**What you are asked to do**
Please render the text of the items below as a JSON list of strings, one string per line, leaving out blank lines and the pictures.

**Dataset**

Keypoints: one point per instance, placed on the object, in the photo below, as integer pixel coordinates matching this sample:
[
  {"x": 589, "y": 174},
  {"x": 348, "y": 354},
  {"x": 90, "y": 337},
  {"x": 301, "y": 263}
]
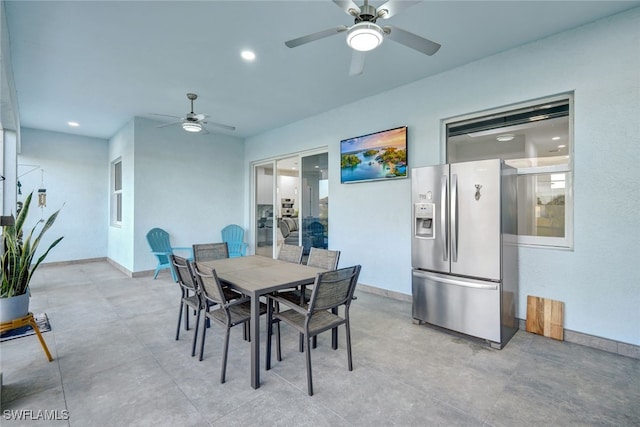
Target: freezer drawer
[{"x": 467, "y": 306}]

**Answer in full**
[
  "Keypoints: one point per instance, placed on the object, in the photo below, as integer pixel coordinates matching this sample:",
  "[",
  "  {\"x\": 589, \"y\": 174},",
  "  {\"x\": 348, \"y\": 354},",
  "  {\"x\": 90, \"y\": 337},",
  "  {\"x\": 301, \"y\": 263}",
  "]",
  "Target: freezer drawer",
  "[{\"x\": 467, \"y\": 306}]"
]